**Request:** Carry on the account of Elijah Muhammad's rally at the coliseum, picking up right after its final sentence.

##### Selected passage #####

Searched even more closely were the relatively few non-Muslim Negroes who came to be spectators, and the press representatives both white and black. “Take off your hat, show some respect!” snapped a Black Muslim guard at a white reporter. As each person was “cleared” a Fruit of Islam man ushered him or her to a specific seat in the drafty interior of the 7500-seat coliseum. (Later, Muslim sources would blame the half-full house upon “the white man’s dividing of Negroes,” but observers who recalled the packed coliseum in 1964 said that bombing fears kept away many non-Muslim Negroes.) The audience sat lightly murmuring under the two huge hanging banners proclaiming “Welcome Elijah Muhammad—We Are Glad To Have You With Us” and “We Must Have Some Of This Land” (referring to Elijah Muhammad’s demand that “one or more states” be turned over to the “23 million so-called Negroes” in America as partial reparation for “over a century of our free blood and sweat as slaves which helped to develop this wealthy nation where still today you show us you do not wish or intend to accept us as equals”). In front of the wide, raised speaker’s platform were two nearly life-sized photographic blowups of Elijah Muhammad. Standing between the stage and the audience were Fruit of Islam guards. Others were prowling the aisles, scanning rows of faces, with intermittent peremptory demands for identification, “What mosque, brother?” Still more Fruit of Islam men were inspecting the coliseum’s vacant balcony, backstage, downstairs, and rafters and roof.
The ghost of Malcolm X was in the coliseum. First, in a high drama for the Muslims, Elijah Muhammad’s son, Wallace Delaney Muhammad, who once had sided with Malcolm X, faced the audience and begged forgiveness for his defection. Next, two brothers of Malcolm X, Wilfred and Philbert, both of them Black Muslim ministers, urged unity with Elijah Muhammad. Said Minister Wilfred X of the Detroit mosque, “We would be ignorant to get confused and go to arguing and fighting among ourselves and forget who the real enemy is.” Said Minister Philbert X, of the Lansing mosque, “Malcolm was my own blood brother, next to me . . . I was shocked. No man wants to see his own brother destroyed. But I knew that he was traveling on a very reckless and dangerous road. I made attempts to change his course. When he was living, I tried to keep him living; now that he is dead, there is nothing I can do.” Indicating the seated Elijah Muhammad, Minister Philbert X declared, “Where he leads me, I will follow”—and then he introduced the Black Muslim leader to make his address.
Only the head of Elijah Muhammad was visible above the grim-faced Fruit of Islam men in a living wall, Cassius Clay among them. Crescents, stars, moons and suns were in gold thread embroidery on the small fez that Elijah Muhammad wore. He said in his speech: “For a long time, Malcolm stood here where I stand. In those days, Malcolm was safe, Malcolm was loved. God, Himself, protected Malcolm. . . . For more than a year, Malcolm was given his freedom. He went everywhere—Asia, Europe, Africa, even to Mecca, trying to make enemies for me. He came back preaching that we should not hate the enemy. . . . He came here a few weeks ago to blast away his hate and mudslinging; everything he could think of to disgrace me. . . . We didn’t want to kill Malcolm and didn’t try to kill him. They know I didn’t harm Malcolm. They know I loved him. His foolish teaching brought him to his own end. . . . ”

##### Supplied records #####

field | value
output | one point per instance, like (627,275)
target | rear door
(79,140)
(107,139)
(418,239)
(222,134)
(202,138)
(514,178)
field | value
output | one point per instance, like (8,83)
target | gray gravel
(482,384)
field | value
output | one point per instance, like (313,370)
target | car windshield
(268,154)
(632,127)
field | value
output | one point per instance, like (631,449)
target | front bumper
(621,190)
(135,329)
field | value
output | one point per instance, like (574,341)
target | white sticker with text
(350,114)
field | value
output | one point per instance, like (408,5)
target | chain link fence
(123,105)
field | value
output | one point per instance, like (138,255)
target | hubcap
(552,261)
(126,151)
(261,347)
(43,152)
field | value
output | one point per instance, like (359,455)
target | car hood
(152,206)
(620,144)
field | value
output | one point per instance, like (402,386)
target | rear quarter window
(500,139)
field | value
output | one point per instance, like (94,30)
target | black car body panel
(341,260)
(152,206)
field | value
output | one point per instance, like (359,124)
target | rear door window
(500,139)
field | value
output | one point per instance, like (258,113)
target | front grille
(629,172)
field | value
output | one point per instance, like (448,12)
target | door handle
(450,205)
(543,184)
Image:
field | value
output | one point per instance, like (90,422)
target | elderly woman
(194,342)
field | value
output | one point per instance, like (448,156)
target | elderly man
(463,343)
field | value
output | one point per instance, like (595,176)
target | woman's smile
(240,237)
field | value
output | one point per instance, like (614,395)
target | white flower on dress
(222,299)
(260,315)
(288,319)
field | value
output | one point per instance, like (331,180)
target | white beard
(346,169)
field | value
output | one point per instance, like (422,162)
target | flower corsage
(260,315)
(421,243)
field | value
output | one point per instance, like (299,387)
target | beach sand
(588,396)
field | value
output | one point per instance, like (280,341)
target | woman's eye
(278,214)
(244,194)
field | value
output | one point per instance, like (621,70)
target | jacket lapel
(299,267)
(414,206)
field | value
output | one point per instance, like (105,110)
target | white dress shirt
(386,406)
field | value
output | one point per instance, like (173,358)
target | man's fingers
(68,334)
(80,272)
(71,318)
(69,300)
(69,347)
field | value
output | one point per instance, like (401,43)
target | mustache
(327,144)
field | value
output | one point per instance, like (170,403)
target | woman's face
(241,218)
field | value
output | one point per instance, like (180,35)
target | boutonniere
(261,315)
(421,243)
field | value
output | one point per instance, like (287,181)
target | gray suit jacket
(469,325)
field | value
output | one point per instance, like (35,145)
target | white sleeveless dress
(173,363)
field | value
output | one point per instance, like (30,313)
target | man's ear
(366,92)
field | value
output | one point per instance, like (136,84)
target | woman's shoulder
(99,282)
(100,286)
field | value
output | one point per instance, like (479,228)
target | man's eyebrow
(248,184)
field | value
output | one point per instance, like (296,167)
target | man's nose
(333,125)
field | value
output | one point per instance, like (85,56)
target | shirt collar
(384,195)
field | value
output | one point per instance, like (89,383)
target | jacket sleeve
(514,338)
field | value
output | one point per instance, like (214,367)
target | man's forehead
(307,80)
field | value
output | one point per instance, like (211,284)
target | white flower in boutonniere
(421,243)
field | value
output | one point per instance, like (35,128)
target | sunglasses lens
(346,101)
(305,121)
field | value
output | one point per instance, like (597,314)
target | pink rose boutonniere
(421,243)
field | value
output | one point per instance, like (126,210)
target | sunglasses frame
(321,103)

#####

**Answer to the problem:**
Both physically and emotionally worked up, often Elijah Muhammad would begin coughing. “Take it easy! Take your time!” his audience pleaded with him. “He had no right to reject me!” Elijah Muhammad declared. “He was a star, who went astray! . . . They knew I didn’t harm Malcolm, but he tried to make war against me.” He said that Malcolm X would have been given “the most glorious of burials” if he had stayed with the Black Muslims and had died a natural death; “instead, we stand beside the grave of a hypocrite! . . . Malcolm! Who was he leading? Who was he teaching? He has no truth! We didn’t want to kill Malcolm! His foolish teaching would bring him to his own end! I am not going to let the crackpots destroy the good things Allah sent to you and me!”
Elijah Muhammad drove his frail energy to speak for about an hour and a half. He challenged any would-be assassins: “If you seek to snuff out the life of Elijah Muhammad, you are inviting your own doom! The Holy Quran tells us not to pick a fight but to defend ourselves. We will fight!” It was mid-afternoon when Elijah Muhammad turned back to his seat with some three thousand Black Muslim men, women, and children shouting “Yes, sir! . . . So sweet! . . . All praise to Muhammad!”
In the Unity Funeral Home in the Harlem community of New York City in the mid-afternoon, the public’s viewing of the body of Malcolm X was interrupted by the arrival of a party of about a dozen people whose central figure was a white-turbaned, dark-robed elderly man whose white beard fell to his chest and who carried a forked stick. When reporters rushed to attempt interviews, another man in the party waved them away, saying, “A silent tongue does not betray its owner.” The man was Sheik Ahmed Hassoun, a Sudanese, a member of the Sunni Moslems, who had taught in Mecca for thirty-five years when he had met Malcolm X there, and then had soon come to the United States to serve as Malcolm X’s spiritual advisor and to teach at the Muslim Mosque, Inc.
Sheik Hassoun prepared the body for burial in accordance with Moslem ritual. Removing the Western clothing in which the body had been on display, Sheik Hassoun washed the body with special holy oil. Then he draped the body in the traditional seven white linen shrouds, called the kafan. Only the face with its reddish mustache and goatee was left exposed. The mourners who had come with Sheik Hassoun filed to the bier and he read passages from the Koran. Then he turned to a funeral home representative: “Now the body is ready for burial.” Soon, the sheik and his retinue left, and the viewing by the public resumed. When the word spread, numbers of persons who had come before returned for another wait in the long, slowly moving line, wanting to see the Moslem burial dress.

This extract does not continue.